*Exercise aim*
Transcribe the records in full, keeping every character as it is.

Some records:

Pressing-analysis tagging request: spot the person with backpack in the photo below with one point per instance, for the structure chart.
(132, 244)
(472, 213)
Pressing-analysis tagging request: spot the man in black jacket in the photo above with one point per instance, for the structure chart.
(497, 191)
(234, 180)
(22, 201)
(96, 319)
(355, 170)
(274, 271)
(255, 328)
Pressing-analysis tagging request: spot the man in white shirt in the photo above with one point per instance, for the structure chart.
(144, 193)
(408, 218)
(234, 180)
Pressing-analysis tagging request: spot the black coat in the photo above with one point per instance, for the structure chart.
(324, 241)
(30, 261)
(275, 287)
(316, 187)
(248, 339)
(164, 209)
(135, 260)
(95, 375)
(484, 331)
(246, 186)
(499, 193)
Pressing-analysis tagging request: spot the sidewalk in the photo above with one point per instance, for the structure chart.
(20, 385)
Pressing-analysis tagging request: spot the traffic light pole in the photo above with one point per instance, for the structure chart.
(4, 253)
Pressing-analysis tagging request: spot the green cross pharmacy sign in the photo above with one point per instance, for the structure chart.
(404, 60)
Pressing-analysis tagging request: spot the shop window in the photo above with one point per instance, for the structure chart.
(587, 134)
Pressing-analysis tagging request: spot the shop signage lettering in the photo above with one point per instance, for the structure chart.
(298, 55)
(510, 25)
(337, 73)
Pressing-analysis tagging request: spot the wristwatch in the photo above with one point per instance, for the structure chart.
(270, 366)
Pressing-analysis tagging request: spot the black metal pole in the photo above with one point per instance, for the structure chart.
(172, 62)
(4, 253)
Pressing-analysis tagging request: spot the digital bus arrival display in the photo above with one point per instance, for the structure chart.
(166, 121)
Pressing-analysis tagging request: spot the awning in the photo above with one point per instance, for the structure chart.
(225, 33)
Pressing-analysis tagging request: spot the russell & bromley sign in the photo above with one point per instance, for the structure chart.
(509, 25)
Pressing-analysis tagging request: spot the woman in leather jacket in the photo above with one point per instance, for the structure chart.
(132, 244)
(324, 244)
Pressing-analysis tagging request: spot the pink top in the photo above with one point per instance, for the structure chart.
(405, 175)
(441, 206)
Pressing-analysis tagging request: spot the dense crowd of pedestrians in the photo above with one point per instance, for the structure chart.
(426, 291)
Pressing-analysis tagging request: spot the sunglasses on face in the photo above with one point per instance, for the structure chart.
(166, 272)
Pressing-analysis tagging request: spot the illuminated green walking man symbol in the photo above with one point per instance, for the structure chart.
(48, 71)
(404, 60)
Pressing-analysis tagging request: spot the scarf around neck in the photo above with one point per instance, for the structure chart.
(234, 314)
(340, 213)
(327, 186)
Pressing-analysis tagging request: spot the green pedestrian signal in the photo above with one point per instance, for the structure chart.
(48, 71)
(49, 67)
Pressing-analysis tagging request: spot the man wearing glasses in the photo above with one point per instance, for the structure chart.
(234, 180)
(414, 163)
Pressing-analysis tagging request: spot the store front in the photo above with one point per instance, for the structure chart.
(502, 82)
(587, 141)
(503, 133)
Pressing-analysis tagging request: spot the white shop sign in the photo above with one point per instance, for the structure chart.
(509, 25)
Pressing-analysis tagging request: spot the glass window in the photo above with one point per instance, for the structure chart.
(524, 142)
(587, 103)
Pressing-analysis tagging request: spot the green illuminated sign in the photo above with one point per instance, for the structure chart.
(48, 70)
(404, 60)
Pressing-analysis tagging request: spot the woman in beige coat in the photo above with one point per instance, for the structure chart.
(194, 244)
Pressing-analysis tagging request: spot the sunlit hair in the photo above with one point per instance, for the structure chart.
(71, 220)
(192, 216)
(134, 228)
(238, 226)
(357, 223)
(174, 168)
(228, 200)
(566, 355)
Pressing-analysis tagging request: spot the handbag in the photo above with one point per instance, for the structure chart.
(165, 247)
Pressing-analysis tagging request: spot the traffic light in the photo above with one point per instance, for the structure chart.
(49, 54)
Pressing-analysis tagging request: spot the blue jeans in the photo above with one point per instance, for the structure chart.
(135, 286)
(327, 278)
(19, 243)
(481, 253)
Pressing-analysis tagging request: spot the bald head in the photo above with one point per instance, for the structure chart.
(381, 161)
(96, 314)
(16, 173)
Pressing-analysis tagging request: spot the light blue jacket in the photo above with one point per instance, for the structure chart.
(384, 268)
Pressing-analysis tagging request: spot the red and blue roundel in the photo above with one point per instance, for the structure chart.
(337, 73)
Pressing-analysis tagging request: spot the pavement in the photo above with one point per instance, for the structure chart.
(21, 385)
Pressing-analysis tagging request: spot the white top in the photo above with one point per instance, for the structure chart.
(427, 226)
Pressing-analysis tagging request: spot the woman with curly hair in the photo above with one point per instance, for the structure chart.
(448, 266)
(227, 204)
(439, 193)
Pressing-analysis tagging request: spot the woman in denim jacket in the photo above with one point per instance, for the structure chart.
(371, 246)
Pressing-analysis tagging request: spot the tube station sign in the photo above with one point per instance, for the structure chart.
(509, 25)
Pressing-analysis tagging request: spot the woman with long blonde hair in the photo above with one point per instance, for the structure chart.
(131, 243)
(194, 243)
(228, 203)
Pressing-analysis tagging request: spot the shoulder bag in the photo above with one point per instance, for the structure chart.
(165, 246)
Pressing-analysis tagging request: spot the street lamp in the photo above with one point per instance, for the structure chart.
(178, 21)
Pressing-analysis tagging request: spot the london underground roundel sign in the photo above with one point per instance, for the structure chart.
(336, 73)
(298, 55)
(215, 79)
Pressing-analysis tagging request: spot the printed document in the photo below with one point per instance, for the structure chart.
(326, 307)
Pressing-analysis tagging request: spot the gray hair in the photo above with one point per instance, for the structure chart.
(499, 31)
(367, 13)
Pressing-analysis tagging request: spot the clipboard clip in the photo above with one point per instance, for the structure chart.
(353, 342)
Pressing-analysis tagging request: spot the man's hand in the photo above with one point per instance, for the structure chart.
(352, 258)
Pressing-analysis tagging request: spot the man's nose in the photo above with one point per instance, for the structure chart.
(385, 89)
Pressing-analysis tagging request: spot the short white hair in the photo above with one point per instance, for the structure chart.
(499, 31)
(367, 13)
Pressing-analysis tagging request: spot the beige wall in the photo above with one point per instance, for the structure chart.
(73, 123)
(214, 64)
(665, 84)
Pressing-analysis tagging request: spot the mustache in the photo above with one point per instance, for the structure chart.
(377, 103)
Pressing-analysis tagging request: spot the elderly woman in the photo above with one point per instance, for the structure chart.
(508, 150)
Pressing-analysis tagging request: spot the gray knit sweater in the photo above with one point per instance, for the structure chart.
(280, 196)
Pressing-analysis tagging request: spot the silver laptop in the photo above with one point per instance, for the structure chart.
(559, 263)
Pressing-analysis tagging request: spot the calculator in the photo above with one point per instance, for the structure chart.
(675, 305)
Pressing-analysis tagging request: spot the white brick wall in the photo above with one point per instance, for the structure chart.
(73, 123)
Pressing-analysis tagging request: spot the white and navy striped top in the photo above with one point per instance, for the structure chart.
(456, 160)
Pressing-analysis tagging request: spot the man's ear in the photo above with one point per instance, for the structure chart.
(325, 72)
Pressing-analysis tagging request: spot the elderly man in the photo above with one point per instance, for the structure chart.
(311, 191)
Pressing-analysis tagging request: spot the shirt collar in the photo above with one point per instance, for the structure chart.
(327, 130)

*Task output*
Pressing-analysis tagging request: spot the person with backpack in the photo below with one point per instance, for the structure chart.
(132, 244)
(472, 213)
Pressing-analysis tagging request: spot the man in black jacket in the photo above with one point per instance, for the structure chart.
(497, 191)
(234, 180)
(22, 201)
(96, 319)
(355, 170)
(274, 271)
(255, 328)
Pressing-analysis tagging request: spot the man in white shirt in the photo above with one point per instance, for the structure chart.
(144, 193)
(408, 218)
(234, 180)
Pressing-analysis tagging request: spot the black coat in the photo above with one point per instance, for the structure chart.
(324, 241)
(30, 261)
(275, 287)
(316, 187)
(248, 339)
(164, 209)
(135, 260)
(95, 375)
(484, 331)
(246, 186)
(499, 193)
Pressing-analysis tagging request: spot the sidewalk in the photo above with one point per instance, for the structure chart.
(20, 385)
Pressing-analysis tagging request: spot the traffic light pole in the photo above with one point per instance, for the structure chart.
(4, 253)
Pressing-analysis tagging request: spot the green cross pharmacy sign in the photo above with one point per instance, for the structure chart.
(404, 60)
Pressing-analysis tagging request: spot the shop window in the photo above with one point per instance, for the structure chart.
(587, 134)
Pressing-analysis tagging request: spot the shop signage lettering in the photo above with one point per instance, for the structure chart.
(298, 55)
(510, 25)
(337, 73)
Pressing-analysis tagging request: spot the wristwatch in the photo above with one point per instance, for the structure chart.
(270, 366)
Pressing-analysis tagging request: spot the black metal pole in the photo above with one point per instance, for the structure chart.
(172, 62)
(4, 253)
Pressing-analysis tagging request: spot the digital bus arrival display in the photo above with one point per instance, for the structure chart.
(166, 121)
Pressing-analysis tagging request: spot the awning in the photo above with one point per instance, for the structure chart.
(225, 33)
Pressing-analysis tagging request: spot the russell & bromley sign in the photo above with one point per instance, for the structure chart.
(509, 25)
Pressing-analysis tagging request: spot the woman in leather jacket in the photo above with one point per instance, for the structure chart.
(132, 244)
(324, 244)
Pressing-analysis tagging request: spot the pink top in the photo above with one point per instance, for the structure chart.
(405, 175)
(441, 206)
Pressing-analysis tagging request: spot the dense crowd of pedestrians in the photo above with one point per instance, for the structure chart.
(426, 291)
Pressing-analysis tagging request: spot the sunglasses on face in the photo above with one point per instance, for the structure chart.
(166, 272)
Pressing-analysis tagging request: spot the illuminated green walking man symbol in the photo above with one point per instance, for the structure chart.
(48, 71)
(404, 60)
Pressing-analysis tagging request: spot the scarf around neck in the photo above with one point per instance, for the structure chart.
(234, 314)
(340, 213)
(327, 186)
Pressing-analysis tagging request: spot the green pedestrian signal in the photo above with one point per instance, for the structure chart.
(48, 71)
(49, 67)
Pressing-analysis tagging request: spot the man wearing glasses in the photo above with one point per instance, for the structure chart.
(234, 180)
(414, 163)
Pressing-analysis tagging request: spot the store front in the photo above with one point per instance, for the structure chart.
(502, 82)
(587, 141)
(503, 133)
Pressing-analysis tagging request: spot the white shop sign in the photo above with one point per instance, for the structure chart.
(509, 25)
Pressing-analysis tagging request: spot the glass window in the photo above with one point per instance, for the structure chart.
(524, 142)
(587, 103)
Pressing-analysis tagging request: spot the green illuminated sign in the photo above with one point per instance, for the structure chart.
(48, 70)
(404, 60)
Pressing-analysis tagging request: spot the woman in beige coat in the photo above with one point per instance, for the structure chart.
(194, 244)
Pressing-analysis tagging request: spot the sunlit hair in the photo above with one point per instance, for the structure chart.
(71, 220)
(192, 216)
(134, 228)
(238, 226)
(357, 223)
(174, 168)
(228, 200)
(566, 355)
Pressing-analysis tagging request: spot the handbag in the photo above with one point per instance, for the structure chart.
(165, 247)
Pressing-analysis tagging request: spot the traffic light in the photo above with one point per instance, for the structure chart.
(49, 54)
Pressing-analysis tagging request: spot the blue jeans in the photo above with one point per instance, for the structure chart.
(135, 286)
(327, 278)
(19, 243)
(481, 253)
Pressing-analysis tagging request: spot the bald head in the photo above with one point per instance, for the structure chart.
(381, 161)
(96, 314)
(16, 173)
Pressing-analysis tagging request: spot the light blue jacket in the photo above with one point per instance, for the structure chart.
(384, 268)
Pressing-analysis tagging request: spot the red and blue roundel in the photo above with one point per instance, for the structure chart.
(337, 73)
Pressing-analysis tagging request: spot the pavement in the photo above with one point per instance, for the structure chart.
(21, 385)
Pressing-analysis tagging request: spot the white top in the photo above with one point per instance, for the structure chart.
(427, 226)
Pressing-analysis tagging request: spot the woman with curly hair in the photo above with one point per instance, for the structure chart.
(448, 266)
(227, 204)
(439, 193)
Pressing-analysis tagging request: spot the woman in denim jacket in the photo above with one point per instance, for the structure chart.
(371, 246)
Pressing-analysis tagging request: spot the tube station sign in the photo above with one point per instance, for the structure chart.
(509, 25)
Pressing-analysis tagging request: spot the woman with long blonde hair in the photo above with one point per instance, for the structure chart.
(131, 243)
(194, 243)
(228, 203)
Pressing-analysis tagging request: spot the shoulder bag in the photo above with one point per instance, for the structure chart.
(165, 246)
Pressing-analysis tagging request: spot the street lamp in the photo above with one point per instance, for the structure chart.
(178, 21)
Pressing-analysis tagging request: spot the london underground roundel sign in the photo above with one point per instance, for the structure chart.
(336, 73)
(298, 55)
(215, 79)
Pressing-analysis tagging request: spot the printed document in the photo below with one point per instance, for the structure chart.
(326, 307)
Pressing-analysis tagging request: spot the gray hair in the photo above with one point per instance, for the structure chart.
(499, 31)
(367, 13)
Pressing-analysis tagging request: spot the clipboard clip in the photo above with one point per instance, for the structure chart.
(353, 342)
Pressing-analysis tagging request: spot the man's hand in the photo above with one point per instance, for the structure chart.
(352, 258)
Pressing-analysis tagging request: spot the man's nose in the photo above with one point per instance, for the structure chart.
(385, 89)
Pressing-analysis tagging request: spot the short white hair in the photo above with one point per instance, for the structure chart.
(499, 31)
(367, 13)
Pressing-analysis tagging request: spot the beige wall in the photo above with one point per instance, for the structure chart.
(73, 123)
(214, 64)
(665, 84)
Pressing-analysis tagging request: spot the mustache in the photo above with one point per instance, for the structure chart.
(377, 103)
Pressing-analysis tagging request: spot the elderly woman in the photo above with one point per instance, for the structure chart.
(508, 150)
Pressing-analysis tagging request: spot the gray knit sweater in the photo above with one point per instance, for the structure chart.
(280, 196)
Pressing-analysis tagging request: spot the silver laptop in the photo above with one point per instance, for the structure chart.
(559, 263)
Pressing-analysis tagging request: spot the calculator in the photo above with one point per instance, for the structure chart.
(675, 305)
Pressing-analysis tagging request: spot the white brick wall in the photo above with one point per instance, for the structure chart.
(73, 123)
Pressing-analysis tagging request: spot the white and navy striped top in the photo above with one point per instance, for the structure chart.
(456, 160)
Pressing-analysis tagging request: spot the man's ear in the photo above with one point per instance, for the structure chart.
(325, 72)
Pressing-analysis tagging request: spot the elderly man in the photo above with one point per instance, for the structure chart.
(311, 191)
Pressing-analysis tagging request: spot the shirt collar in the photo above with one point per instance, for the structure chart.
(327, 130)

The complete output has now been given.